- **EXERCISE TASK**: Format the lines below as a numbered list, omitting any blank lines.

+++ RAW RECORDS +++

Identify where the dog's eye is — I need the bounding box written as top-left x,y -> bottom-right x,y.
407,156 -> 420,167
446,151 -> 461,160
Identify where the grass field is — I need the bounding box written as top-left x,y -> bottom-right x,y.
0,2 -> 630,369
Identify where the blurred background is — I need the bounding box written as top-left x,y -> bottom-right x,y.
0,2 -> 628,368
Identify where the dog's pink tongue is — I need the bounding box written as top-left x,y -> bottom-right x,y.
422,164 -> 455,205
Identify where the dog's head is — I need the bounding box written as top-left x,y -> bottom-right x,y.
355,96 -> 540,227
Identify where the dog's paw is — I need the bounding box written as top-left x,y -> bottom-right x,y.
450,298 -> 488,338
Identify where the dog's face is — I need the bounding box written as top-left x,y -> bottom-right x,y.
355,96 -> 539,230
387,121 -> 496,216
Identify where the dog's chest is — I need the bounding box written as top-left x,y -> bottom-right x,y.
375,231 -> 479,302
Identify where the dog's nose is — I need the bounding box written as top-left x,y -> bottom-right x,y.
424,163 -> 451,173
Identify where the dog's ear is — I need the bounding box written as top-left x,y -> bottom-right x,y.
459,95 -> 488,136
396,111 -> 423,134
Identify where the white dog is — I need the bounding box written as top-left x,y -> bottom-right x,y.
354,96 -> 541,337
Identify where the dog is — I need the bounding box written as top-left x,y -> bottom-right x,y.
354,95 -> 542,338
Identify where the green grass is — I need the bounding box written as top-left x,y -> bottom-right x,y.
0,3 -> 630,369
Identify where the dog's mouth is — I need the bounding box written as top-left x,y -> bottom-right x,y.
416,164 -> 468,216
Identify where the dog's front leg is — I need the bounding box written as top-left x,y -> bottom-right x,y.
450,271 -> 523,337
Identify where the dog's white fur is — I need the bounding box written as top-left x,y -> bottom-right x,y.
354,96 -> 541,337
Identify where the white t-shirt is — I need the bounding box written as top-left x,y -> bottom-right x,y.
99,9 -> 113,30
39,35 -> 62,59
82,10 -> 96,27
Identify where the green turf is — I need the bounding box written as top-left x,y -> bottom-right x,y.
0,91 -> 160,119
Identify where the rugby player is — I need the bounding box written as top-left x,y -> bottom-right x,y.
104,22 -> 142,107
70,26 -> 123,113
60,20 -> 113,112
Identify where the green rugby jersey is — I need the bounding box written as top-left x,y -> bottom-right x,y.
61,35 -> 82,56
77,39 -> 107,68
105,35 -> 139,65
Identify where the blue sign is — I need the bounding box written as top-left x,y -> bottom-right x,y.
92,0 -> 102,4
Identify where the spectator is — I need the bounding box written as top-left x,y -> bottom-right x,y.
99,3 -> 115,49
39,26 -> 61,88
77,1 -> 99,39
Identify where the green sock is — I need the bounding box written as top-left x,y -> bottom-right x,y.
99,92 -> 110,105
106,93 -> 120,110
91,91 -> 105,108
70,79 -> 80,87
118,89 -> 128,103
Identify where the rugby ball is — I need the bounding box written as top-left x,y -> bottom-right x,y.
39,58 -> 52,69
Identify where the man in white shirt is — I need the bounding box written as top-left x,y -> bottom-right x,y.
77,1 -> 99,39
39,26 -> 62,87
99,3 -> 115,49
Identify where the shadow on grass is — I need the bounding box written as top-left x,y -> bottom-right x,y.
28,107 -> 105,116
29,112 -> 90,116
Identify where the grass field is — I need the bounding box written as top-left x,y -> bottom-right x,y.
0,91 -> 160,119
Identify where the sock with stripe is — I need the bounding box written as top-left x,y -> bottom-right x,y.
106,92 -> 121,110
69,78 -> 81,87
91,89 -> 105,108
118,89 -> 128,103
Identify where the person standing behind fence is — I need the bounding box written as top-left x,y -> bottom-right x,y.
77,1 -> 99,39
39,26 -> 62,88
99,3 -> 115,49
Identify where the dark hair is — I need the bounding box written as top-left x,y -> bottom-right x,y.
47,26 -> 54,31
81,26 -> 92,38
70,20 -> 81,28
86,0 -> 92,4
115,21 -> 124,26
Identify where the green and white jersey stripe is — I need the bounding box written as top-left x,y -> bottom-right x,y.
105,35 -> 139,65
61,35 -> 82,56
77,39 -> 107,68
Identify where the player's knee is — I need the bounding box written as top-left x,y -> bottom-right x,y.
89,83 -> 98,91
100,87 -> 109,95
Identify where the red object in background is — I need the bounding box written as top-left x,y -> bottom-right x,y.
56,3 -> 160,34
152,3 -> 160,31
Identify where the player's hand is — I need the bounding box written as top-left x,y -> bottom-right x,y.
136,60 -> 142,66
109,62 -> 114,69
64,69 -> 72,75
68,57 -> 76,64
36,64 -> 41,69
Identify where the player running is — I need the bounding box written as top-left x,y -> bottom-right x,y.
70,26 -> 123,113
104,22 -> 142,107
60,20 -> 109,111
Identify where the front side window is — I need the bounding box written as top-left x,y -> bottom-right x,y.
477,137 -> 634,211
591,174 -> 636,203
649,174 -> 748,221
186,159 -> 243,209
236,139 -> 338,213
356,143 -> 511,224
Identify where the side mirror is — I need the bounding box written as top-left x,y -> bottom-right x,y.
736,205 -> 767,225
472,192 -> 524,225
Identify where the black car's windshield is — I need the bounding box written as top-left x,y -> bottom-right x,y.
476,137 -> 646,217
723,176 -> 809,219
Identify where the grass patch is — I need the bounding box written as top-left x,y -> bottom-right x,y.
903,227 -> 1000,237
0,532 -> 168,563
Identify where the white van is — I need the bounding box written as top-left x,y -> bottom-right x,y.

+++

- **EXPECTED ANSWER**:
1. Identify where the dog's eye is — I need the bounding box written as top-left x,y -> bottom-right x,y.
2. 407,156 -> 420,167
3. 446,151 -> 461,160
4. Identify where the grass field is — I need the bounding box written as top-left x,y -> bottom-right x,y.
5. 0,2 -> 630,369
6. Identify where the blurred background is — I need the bounding box written as top-left x,y -> bottom-right x,y.
7. 0,2 -> 628,368
8. Identify where the dog's pink tongue is — I need the bounding box written as top-left x,y -> bottom-right x,y.
9. 422,164 -> 455,205
10. Identify where the dog's head is — I need the bounding box written as top-left x,y -> bottom-right x,y.
11. 355,96 -> 540,227
12. Identify where the dog's paw is — I need the bounding box written as top-left x,y -> bottom-right x,y.
13. 450,298 -> 488,338
14. Identify where the dog's face is — I need the bounding box written as top-left x,y -> bottom-right x,y.
15. 355,96 -> 539,230
16. 387,121 -> 496,216
17. Identify where the dog's chest is — I need the bounding box written as top-left x,y -> bottom-right x,y.
18. 375,231 -> 479,302
19. Identify where the dog's nose is — I need the bounding box written as top-left x,y -> bottom-right x,y.
20. 424,163 -> 451,173
21. Identify where the dog's ear is — I need the bounding box written as top-left x,y -> bottom-right x,y.
22. 459,95 -> 488,136
23. 396,111 -> 423,134
24. Identify where the white dog is — I need the bounding box written as top-left x,y -> bottom-right x,y.
25. 354,96 -> 541,337
26. Identify where the dog is — I need the bounding box written as top-left x,y -> bottom-right x,y.
27. 354,95 -> 542,338
28. Identify where the green grass is — I need the bounding box written as top-left x,y -> bottom-right x,y.
29. 0,3 -> 630,369
30. Identify where the dog's mouth is — I need the bounding box written as top-left x,y -> bottom-right x,y.
31. 416,164 -> 468,216
32. Identify where the dog's front leg is — I need the bounding box written as top-left x,y -> bottom-right x,y.
33. 450,271 -> 523,337
34. Identify where the dog's white fur is — I need the bounding box written as top-left x,y -> bottom-right x,y.
35. 354,96 -> 541,337
36. Identify where the white t-shirt is — I need the bounding box written as top-left x,y -> bottom-right x,y.
37. 99,9 -> 113,30
38. 39,35 -> 62,59
39. 82,10 -> 96,27
40. Identify where the green turf is — I need the bounding box written as top-left x,y -> bottom-right x,y.
41. 0,91 -> 160,119
42. Identify where the rugby player is — I need the bounding box written as top-left x,y -> bottom-right x,y.
43. 104,22 -> 142,107
44. 70,26 -> 123,113
45. 60,20 -> 113,112
46. Identify where the green rugby jersey is — I need the bounding box written as top-left x,y -> bottom-right x,y.
47. 61,35 -> 82,56
48. 77,39 -> 107,68
49. 105,35 -> 139,65
50. Identify where the blue sign is — I need the bounding box written as top-left x,y -> bottom-right x,y.
51. 92,0 -> 102,4
52. Identify where the spectator is — I need the bounding box written as top-left x,y -> bottom-right x,y.
53. 99,3 -> 115,49
54. 39,26 -> 61,88
55. 77,1 -> 99,39
56. Identify where the green sock is — I need the bounding box written as top-left x,y -> bottom-right x,y.
57. 99,92 -> 110,105
58. 106,93 -> 120,110
59. 91,91 -> 105,108
60. 70,79 -> 80,87
61. 118,89 -> 128,103
62. Identify where the rugby ball is — I need the bounding box written as top-left x,y -> bottom-right x,y.
63. 39,58 -> 52,69
64. Identify where the man in white shirt is — I need the bounding box written as top-left x,y -> bottom-right x,y.
65. 77,1 -> 99,39
66. 39,26 -> 62,87
67. 99,3 -> 115,49
68. Identify where the shadow on grass is — I need the bounding box written as top-left x,y -> bottom-right x,y.
69. 28,107 -> 105,116
70. 29,112 -> 90,116
71. Identify where the grass field is — I need the bounding box written as top-left x,y -> bottom-right x,y.
72. 0,91 -> 160,119
73. Identify where the sock with stripe is — I need the bounding box written as top-left x,y -> bottom-right x,y.
74. 106,92 -> 121,110
75. 69,78 -> 81,87
76. 91,89 -> 105,108
77. 118,89 -> 128,103
78. Identify where the person standing behind fence is — I need the bounding box written as top-left x,y -> bottom-right x,y.
79. 77,1 -> 99,39
80. 39,26 -> 62,88
81. 99,3 -> 115,49
82. Identify where the dark hair is — I need the bounding box written as top-left x,y -> bottom-right x,y.
83. 47,26 -> 54,31
84. 81,26 -> 92,38
85. 70,20 -> 81,28
86. 86,0 -> 92,4
87. 115,21 -> 124,26
88. Identify where the green and white jersey stripe is — I need the bounding box written as top-left x,y -> bottom-right x,y.
89. 105,35 -> 139,65
90. 61,35 -> 82,56
91. 77,39 -> 107,68
92. Identify where the player's knee is — I need the bounding box written as top-left x,y -> bottom-right x,y.
93. 89,83 -> 98,91
94. 100,87 -> 109,95
95. Identify where the red object in background is — I need the bounding box written as top-left x,y -> bottom-right x,y.
96. 56,3 -> 160,34
97. 152,3 -> 160,31
98. Identify where the player's hand is — I need the bounding box written as top-left x,y -> bottom-right x,y.
99. 136,60 -> 142,66
100. 109,62 -> 114,69
101. 64,69 -> 72,75
102. 68,57 -> 76,64
103. 36,64 -> 41,69
104. Identify where the player running is — I need the bounding box written as top-left x,y -> bottom-right x,y.
105. 70,26 -> 123,113
106. 104,22 -> 142,107
107. 60,20 -> 109,111
108. Identify where the front side window is — I need the bounding box written as top-left x,y -> bottom-right x,y.
109. 477,137 -> 634,211
110. 591,174 -> 636,203
111. 649,174 -> 748,221
112. 186,159 -> 243,209
113. 236,139 -> 338,213
114. 356,143 -> 511,224
115. Identify where the side mirror is — I need the bounding box written as top-left x,y -> bottom-right x,y.
116. 736,205 -> 767,225
117. 472,192 -> 524,225
118. Identify where the black car's windshield is — I need the bounding box written as top-left x,y -> bottom-right x,y.
119. 476,137 -> 646,217
120. 723,176 -> 809,219
121. Identify where the grass patch is — I need the bounding box written as top-left x,y -> bottom-right x,y.
122. 903,227 -> 1000,237
123. 0,532 -> 168,563
124. Identify where the white van is — I need the bounding box written as top-left x,y -> bottom-right x,y.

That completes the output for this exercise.